[Data records]
○ ○ ○ ○

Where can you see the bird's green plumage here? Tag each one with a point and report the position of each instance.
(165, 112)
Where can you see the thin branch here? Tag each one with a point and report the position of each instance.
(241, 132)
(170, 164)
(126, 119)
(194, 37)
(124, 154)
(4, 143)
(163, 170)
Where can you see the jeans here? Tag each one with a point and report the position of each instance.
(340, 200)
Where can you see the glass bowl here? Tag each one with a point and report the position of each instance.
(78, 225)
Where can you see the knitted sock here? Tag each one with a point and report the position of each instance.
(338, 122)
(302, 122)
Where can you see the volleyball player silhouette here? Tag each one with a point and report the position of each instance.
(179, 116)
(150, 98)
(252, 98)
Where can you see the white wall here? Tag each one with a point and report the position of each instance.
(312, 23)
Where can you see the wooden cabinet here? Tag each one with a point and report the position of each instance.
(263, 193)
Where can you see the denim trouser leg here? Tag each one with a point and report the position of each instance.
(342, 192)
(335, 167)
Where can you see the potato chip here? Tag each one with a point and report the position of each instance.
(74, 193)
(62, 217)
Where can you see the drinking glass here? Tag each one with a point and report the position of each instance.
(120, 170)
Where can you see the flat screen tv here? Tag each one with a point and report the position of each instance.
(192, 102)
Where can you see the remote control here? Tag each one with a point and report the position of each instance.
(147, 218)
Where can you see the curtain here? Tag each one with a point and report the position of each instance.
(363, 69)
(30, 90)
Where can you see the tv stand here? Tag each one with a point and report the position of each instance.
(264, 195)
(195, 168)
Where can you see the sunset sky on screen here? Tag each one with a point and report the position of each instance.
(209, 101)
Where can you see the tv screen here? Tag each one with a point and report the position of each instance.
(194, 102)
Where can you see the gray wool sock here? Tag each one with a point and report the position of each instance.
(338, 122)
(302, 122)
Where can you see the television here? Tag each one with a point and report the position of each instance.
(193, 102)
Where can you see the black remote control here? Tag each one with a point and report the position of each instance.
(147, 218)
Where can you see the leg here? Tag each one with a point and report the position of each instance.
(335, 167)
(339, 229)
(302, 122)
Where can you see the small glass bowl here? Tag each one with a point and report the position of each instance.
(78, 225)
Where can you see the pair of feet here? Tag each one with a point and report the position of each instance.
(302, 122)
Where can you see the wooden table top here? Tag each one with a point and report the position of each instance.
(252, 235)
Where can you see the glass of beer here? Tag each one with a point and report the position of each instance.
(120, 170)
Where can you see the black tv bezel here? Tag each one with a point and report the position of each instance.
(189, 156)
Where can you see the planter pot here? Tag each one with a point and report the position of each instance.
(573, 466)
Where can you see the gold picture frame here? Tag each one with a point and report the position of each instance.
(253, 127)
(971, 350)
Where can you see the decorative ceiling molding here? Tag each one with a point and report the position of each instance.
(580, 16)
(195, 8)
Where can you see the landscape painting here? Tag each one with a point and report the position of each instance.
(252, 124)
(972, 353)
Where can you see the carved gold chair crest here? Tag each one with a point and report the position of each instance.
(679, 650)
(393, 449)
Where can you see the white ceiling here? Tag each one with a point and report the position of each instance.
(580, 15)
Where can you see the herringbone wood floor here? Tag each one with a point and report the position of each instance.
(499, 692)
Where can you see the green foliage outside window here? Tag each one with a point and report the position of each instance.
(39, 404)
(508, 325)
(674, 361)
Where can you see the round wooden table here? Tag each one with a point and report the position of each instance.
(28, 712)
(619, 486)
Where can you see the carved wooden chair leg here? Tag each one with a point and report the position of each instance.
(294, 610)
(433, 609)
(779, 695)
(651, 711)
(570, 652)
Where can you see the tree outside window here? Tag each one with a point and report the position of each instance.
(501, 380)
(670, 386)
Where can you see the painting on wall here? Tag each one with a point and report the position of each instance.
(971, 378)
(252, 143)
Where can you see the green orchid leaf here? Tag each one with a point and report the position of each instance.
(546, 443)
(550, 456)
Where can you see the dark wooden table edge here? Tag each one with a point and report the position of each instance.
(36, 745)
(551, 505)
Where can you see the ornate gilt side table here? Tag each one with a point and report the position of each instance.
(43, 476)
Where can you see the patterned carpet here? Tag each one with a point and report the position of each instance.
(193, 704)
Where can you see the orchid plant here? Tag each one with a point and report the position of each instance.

○ ○ ○ ○

--- WHAT TO WORK ON ---
Your task is to repeat each line of the material exactly.

--- THE RESPONSE ---
Where can you see the bird's green plumage here? Tag each one with a point and report the position of each instance.
(165, 112)
Where can you see the thin branch here? Tag each one with a point and report the position of each instance.
(241, 132)
(170, 164)
(126, 119)
(194, 37)
(124, 154)
(4, 143)
(163, 170)
Where can you see the jeans here? Tag each one with a point and report the position of each instance.
(340, 200)
Where can you see the glass bowl here? Tag each one with a point and report the position of each instance.
(78, 225)
Where can you see the knitted sock here? Tag each one with a point and report the position of each instance.
(338, 122)
(302, 122)
Where can you see the volleyball player silhouette here? Tag each one with a point and report the position of each instance.
(179, 116)
(150, 98)
(252, 98)
Where can you see the white wall here? Tag each one with a point and report the position of each instance.
(312, 23)
Where can you see the wooden cabinet here? Tag each one with a point and report the position of each instance.
(263, 193)
Where can you see the denim trouser leg here? Tag each one with a point and report the position of each instance.
(342, 192)
(335, 167)
Where can you see the potato chip here? Tag each one with a point and report the position of each instance.
(74, 193)
(62, 217)
Where can you see the drinking glass here? Tag each one with a point and report the position of each instance.
(120, 170)
Where can you see the flat screen tv here? Tag each one with a point and report the position of each instance.
(192, 102)
Where can you see the remote control here? Tag each one with a point and report the position of each instance.
(147, 218)
Where can you see the curtain here? Tag each one with a point and report the position of each instance.
(363, 69)
(30, 90)
Where can you see the tv stand here? Tag each one with a point and report the position of each instance.
(264, 195)
(195, 168)
Where can you see the sunset sky on screen here? Tag each one with a point and report the position of each instance.
(209, 101)
Where can you see the tv screen here? Tag each one with a point and report the position of each instance.
(194, 102)
Where can you see the gray wool sock here? Tag each one with a point and report the position of each instance.
(338, 122)
(302, 122)
Where can you see the television here? Tag each one with a point and report the position of each instance.
(193, 102)
Where can you see the black remote control here? Tag each one with a point and report the position of each instance.
(147, 218)
Where can you see the leg here? Tag each one with a point and report the position of each instance.
(335, 167)
(339, 229)
(302, 122)
Where can you see the small glass bowl here? Tag each one with a point and report the position of each instance.
(78, 225)
Where can you see the pair of feet here? Tag each one with a point and report the position of each instance.
(302, 122)
Where can you see the wooden table top here? Tag each one with a point and report the position of each instance.
(252, 235)
Where can you see the glass of beer here? Tag each one with a point and report the position of each instance.
(120, 170)
Where can you see the black tv bezel here? Tag each one with a point and report the position of each instance.
(189, 156)
Where can you see the planter pot here? Tag each one with a point and report the position of each instance.
(573, 466)
Where can you see the gold picture frame here? Tag each one with a point and report the position of each instance.
(253, 127)
(971, 350)
Where can you see the decorative ceiling molding here? Tag each one with a point and report the position of each instance.
(580, 16)
(195, 8)
Where can you see the landscape painting here? Tag each one with a point and report the position of each instance.
(252, 124)
(972, 353)
Where can you see the carved gold chair crest here? Tag each one with a point and report the position of each instance.
(679, 650)
(393, 449)
Where can you see the white ceiling here? Tag each one with a point and report the position of each instance.
(580, 15)
Where can you see the herringbone wood floor here? Tag each one with a point and report the position of each instance.
(499, 692)
Where can you see the green foliage outside window here? Tag each one with a point and report the position of each instance.
(39, 404)
(508, 325)
(674, 361)
Where can you see the round wooden table here? Tag each one with a point and report the position of each instance.
(28, 712)
(619, 486)
Where can you see the carved wooden chair leg here? Tag each one with a point and report the position of each instance.
(294, 610)
(433, 609)
(779, 695)
(651, 711)
(570, 652)
Where can you see the tree outside window here? Tag each one with a point and report the position of each instance.
(501, 380)
(670, 386)
Where can you see the painting on wall here? Tag each one with a point and report the position of each instance.
(971, 378)
(252, 143)
Where can you see the green orchid leaf here? Tag each one with a point and report the position of each instance.
(546, 443)
(550, 456)
Where can you see the dark wooden table edge here? Tag each one with a point and report the position of each instance.
(36, 745)
(551, 505)
Where can you see the ornate gilt side table here? Tag each one with a point and report the position of each instance.
(43, 476)
Where can you see the patterned carpet here? Tag each one with a point and report the position of each instance.
(193, 704)
Where can you see the orchid plant here? Tag each one with a point and report the position of each instance.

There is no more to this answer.